(Beginning of Text block)

Recently, we welcomed our fourth child into the world, a beautiful baby girl named Gemma Rose. It was time to consider family photographs. Except, we didn’t.
Since my son died at the age of five months, I have been unable and unwilling to consider a professional family portrait.
Daily, on social media, I see mothers asking for advice on cute coordinating outfits for the family.
It’s fall, so vibrant, autumnal colors abound – deep reds and browns and navy. I see cute babies partially submerged in piles of leaves or posing with pumpkins.
Families beaming at the camera.
But I can’t do it.
Since my son died, we haven’t had a real family portrait. It’s too hard.
Should we leave a space where he would be?
Maybe one of the girls could hold a special stuffed animal?
Or we could hold a portrait of him?
The answer has continually been “I don’t know.” I have no idea how to honor my son’s memory in a family portrait.
Nothing we substitute will be him.
He is gone.
The family portrait exposes the hole at our center.
Our son is gone. He will never be in a family portrait again.
My husband pointed out that we will never have a picture of all of our children. It simply cannot be done.
And it rips my heart out.
There is a gap that will always be there. The family portrait represents our lives now, and the empty space at the center of it.
It feels like moving on without him.
My son will always be a part of me. I close my eyes at night, and I see his face, his bright blue eyes, and his crazy brown hair.
He was mine. I held him, loved him, cared for him all the days of his life.
He is as indelibly a part of me as my other children.
Yet, the outside world doesn’t see him. He is invisible.
A family photo makes this painfully obvious.
You cannot see him. He’s not there.
Was he even real?
These are the questions that haunt me at night.
Taking a family portrait seems almost to dishonor him because our family is incomplete.
And it always will be.
How can we have a family photo when there is a piece of our family forever missing?
Photo by Annie Spratt on Unsplash
I am mother to three children, two beautiful girls and one gorgeous baby boy, James. James was diagnosed with trisomy 18 at 32 weeks gestation. He was born Aug 1, 2016 and lived 154 amazing days cradled in the love of his family. He died on Jan 2, 2017 due to complications of pulmonary hypertension. Because of him, I learned that a mother’s love has no bounds. My grief is enormous, but only because my love is enormous.
Our sweet son is buried in our backyard. We brought his body home and had a home visitation and home burial. This was facilitated by a Cuddle Cot. Due to this, our baby boy never left our arms. He was with us from the moment he was conceived until the moment we gave him back to the earth. Since his death, we have been trying to educate others about the beauty and healing of a home burial.
We live in western NC. I am a veterinarian and mother. My husband is a mathematics professor. We are expecting our fourth child, a baby girl, in July 2018.

(End of Text block)
(Beginning of Data under study)

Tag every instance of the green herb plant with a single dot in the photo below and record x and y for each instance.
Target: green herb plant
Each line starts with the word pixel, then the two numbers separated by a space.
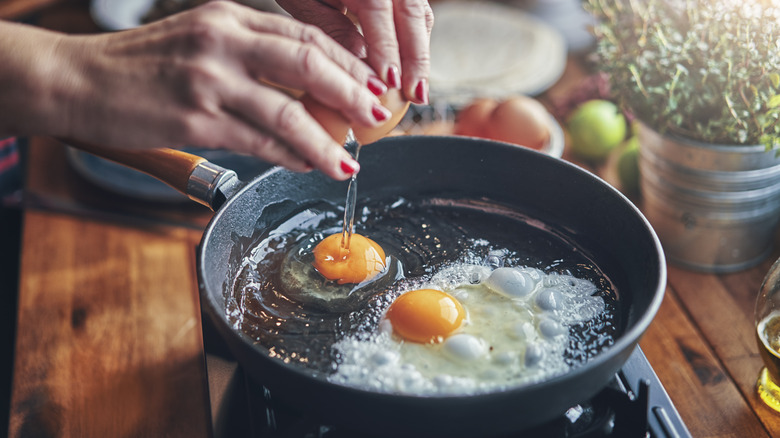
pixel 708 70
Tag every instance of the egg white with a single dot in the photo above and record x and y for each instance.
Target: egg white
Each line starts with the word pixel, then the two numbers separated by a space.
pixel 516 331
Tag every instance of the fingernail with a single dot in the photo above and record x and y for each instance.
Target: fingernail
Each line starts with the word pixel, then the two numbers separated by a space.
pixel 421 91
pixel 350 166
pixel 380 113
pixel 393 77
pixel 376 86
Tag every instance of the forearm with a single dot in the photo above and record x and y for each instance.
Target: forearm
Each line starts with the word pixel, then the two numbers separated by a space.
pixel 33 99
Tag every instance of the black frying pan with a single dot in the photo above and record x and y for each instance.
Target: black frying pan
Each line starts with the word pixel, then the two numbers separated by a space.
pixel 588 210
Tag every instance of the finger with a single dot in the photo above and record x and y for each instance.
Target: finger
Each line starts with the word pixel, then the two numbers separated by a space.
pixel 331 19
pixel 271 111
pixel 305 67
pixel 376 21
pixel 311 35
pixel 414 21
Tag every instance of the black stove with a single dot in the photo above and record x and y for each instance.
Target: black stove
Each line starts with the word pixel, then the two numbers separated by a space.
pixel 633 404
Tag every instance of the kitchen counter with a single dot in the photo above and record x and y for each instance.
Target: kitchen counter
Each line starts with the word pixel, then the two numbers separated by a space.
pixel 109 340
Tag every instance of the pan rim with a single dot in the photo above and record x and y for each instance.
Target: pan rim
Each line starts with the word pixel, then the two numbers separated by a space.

(End of Data under study)
(Beginning of Data under study)

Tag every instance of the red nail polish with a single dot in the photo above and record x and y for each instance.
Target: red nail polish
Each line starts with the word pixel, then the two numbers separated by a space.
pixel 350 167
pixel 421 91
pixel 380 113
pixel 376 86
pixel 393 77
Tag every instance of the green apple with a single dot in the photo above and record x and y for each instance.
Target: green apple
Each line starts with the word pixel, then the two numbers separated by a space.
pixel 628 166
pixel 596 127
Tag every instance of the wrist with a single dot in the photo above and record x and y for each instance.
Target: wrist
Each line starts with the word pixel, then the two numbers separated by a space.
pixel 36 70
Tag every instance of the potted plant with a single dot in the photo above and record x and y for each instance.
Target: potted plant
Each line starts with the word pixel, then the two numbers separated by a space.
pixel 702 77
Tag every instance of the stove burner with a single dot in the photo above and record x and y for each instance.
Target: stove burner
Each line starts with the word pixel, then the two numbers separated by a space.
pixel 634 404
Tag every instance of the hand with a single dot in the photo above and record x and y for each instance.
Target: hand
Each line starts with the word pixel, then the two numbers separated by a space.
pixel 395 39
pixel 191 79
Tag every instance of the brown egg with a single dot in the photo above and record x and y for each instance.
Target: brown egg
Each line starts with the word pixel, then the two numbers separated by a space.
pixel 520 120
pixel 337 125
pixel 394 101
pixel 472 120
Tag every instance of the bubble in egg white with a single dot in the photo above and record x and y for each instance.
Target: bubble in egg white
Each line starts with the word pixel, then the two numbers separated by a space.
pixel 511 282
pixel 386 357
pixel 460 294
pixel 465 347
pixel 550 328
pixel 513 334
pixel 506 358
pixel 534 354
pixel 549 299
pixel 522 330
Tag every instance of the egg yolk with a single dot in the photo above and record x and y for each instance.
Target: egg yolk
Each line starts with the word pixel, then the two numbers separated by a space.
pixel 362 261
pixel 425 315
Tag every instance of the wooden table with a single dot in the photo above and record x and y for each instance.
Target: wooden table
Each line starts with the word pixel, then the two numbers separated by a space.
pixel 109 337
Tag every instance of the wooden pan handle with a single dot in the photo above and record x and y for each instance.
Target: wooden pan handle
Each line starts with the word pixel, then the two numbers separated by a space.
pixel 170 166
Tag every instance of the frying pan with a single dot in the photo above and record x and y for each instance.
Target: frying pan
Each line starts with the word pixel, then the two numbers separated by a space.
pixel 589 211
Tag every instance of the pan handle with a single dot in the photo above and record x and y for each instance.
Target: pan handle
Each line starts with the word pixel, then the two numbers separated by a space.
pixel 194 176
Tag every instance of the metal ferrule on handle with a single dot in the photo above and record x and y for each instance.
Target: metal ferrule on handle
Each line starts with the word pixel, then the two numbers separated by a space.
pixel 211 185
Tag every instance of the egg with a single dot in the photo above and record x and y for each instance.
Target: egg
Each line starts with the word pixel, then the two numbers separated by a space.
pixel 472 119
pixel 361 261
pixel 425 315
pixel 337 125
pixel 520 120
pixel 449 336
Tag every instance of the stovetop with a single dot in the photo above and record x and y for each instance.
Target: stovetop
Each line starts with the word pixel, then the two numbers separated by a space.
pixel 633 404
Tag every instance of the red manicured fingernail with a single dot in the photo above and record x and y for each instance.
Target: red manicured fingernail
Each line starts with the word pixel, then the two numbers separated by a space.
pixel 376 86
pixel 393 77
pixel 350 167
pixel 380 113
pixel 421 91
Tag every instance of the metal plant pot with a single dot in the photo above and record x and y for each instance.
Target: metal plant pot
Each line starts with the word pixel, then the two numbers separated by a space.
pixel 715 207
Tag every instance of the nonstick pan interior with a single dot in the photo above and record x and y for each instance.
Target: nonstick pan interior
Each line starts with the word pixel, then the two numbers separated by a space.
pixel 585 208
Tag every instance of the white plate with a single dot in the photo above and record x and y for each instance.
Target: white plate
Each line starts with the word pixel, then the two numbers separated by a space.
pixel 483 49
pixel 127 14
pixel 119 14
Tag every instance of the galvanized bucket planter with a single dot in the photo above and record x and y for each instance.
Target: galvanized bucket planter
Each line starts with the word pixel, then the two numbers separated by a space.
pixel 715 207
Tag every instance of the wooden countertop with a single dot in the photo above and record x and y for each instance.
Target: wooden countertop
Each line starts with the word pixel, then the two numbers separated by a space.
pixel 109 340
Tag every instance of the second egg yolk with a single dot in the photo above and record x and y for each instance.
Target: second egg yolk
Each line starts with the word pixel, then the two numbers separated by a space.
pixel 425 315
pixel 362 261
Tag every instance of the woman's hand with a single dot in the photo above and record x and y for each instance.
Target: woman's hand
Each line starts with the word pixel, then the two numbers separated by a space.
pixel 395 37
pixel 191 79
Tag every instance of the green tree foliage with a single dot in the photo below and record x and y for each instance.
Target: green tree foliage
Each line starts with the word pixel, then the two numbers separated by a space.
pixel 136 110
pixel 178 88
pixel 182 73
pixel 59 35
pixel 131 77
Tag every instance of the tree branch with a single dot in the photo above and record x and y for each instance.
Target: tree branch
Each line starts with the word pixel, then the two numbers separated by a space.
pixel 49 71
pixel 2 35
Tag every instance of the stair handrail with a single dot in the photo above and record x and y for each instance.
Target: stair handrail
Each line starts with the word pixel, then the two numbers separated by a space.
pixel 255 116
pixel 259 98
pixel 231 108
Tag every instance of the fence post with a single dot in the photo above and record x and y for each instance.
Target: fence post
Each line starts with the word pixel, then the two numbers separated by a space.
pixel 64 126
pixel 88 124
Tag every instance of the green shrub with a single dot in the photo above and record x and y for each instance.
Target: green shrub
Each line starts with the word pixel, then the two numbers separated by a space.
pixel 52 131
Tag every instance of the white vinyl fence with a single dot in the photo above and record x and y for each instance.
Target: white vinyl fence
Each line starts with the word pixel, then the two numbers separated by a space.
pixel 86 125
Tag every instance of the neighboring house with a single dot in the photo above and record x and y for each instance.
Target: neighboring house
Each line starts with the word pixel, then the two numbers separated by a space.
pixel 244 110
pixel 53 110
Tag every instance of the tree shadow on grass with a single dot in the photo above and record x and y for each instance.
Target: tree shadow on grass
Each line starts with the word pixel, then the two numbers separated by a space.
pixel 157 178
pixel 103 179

(End of Data under study)
(Beginning of Data under study)

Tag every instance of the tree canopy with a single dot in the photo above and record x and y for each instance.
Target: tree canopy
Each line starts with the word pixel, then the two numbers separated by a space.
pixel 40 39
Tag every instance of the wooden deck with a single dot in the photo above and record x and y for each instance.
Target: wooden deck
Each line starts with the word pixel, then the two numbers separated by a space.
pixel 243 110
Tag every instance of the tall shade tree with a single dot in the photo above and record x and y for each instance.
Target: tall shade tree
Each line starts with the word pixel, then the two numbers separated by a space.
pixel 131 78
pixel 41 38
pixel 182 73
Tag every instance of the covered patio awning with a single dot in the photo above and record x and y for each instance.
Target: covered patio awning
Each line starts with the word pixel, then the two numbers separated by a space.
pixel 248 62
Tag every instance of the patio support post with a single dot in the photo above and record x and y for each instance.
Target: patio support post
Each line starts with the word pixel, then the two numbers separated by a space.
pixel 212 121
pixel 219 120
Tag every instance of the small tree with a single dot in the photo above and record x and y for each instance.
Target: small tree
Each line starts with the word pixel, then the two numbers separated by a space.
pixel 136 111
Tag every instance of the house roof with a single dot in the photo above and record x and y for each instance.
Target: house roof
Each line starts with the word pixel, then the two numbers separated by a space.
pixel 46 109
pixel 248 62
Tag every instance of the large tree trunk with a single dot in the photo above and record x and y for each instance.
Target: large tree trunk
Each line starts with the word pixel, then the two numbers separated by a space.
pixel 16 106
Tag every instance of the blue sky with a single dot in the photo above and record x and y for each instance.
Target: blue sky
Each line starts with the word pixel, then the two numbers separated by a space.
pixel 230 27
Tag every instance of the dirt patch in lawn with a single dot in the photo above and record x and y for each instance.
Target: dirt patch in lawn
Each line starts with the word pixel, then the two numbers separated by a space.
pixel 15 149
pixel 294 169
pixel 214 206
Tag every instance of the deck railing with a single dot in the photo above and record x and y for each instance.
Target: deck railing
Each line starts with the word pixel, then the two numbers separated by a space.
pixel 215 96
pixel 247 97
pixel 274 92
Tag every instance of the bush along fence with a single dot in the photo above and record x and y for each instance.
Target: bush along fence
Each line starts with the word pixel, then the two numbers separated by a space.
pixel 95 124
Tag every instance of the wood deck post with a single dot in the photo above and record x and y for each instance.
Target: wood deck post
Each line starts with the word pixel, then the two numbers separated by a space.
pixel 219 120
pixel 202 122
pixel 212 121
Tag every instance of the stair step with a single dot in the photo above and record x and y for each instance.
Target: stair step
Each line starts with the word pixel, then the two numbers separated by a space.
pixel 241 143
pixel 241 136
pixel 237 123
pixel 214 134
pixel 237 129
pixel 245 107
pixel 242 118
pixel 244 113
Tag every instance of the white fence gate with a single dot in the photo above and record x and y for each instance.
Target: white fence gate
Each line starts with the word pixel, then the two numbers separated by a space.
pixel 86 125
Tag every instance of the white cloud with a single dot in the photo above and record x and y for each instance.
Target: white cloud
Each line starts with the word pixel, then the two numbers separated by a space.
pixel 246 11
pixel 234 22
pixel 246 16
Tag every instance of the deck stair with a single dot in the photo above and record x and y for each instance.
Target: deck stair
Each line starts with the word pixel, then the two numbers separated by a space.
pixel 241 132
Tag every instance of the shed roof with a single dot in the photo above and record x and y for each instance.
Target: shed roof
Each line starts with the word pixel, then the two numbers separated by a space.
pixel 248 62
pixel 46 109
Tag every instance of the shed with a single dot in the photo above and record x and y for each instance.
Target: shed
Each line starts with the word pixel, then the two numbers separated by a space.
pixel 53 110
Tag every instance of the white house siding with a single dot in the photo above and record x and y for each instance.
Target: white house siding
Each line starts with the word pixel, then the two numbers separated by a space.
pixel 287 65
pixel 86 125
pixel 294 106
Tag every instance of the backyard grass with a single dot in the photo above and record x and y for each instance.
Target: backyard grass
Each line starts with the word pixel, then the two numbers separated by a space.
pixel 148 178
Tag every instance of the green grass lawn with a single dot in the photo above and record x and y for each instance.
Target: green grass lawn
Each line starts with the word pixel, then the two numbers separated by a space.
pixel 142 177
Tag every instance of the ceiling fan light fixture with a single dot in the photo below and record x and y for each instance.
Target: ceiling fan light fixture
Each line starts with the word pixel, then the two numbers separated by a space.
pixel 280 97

(End of Data under study)

**Your tasks**.
A - Reproduce the stretch of the family portrait essay from "The family portrait exposes" through "He is invisible.", word for word.
B - In the family portrait essay, what was James diagnosed with, and at how many weeks of gestation?
Draw only on the family portrait essay, not on the records.

**Results for the exercise**.
A -
The family portrait exposes the hole at our center.
Our son is gone. He will never be in a family portrait again.
My husband pointed out that we will never have a picture of all of our children. It simply cannot be done.
And it rips my heart out.
There is a gap that will always be there. The family portrait represents our lives now, and the empty space at the center of it.
It feels like moving on without him.
My son will always be a part of me. I close my eyes at night, and I see his face, his bright blue eyes, and his crazy brown hair.
He was mine. I held him, loved him, cared for him all the days of his life.
He is as indelibly a part of me as my other children.
Yet, the outside world doesn’t see him. He is invisible.

B - Trisomy 18, at 32 weeks gestation.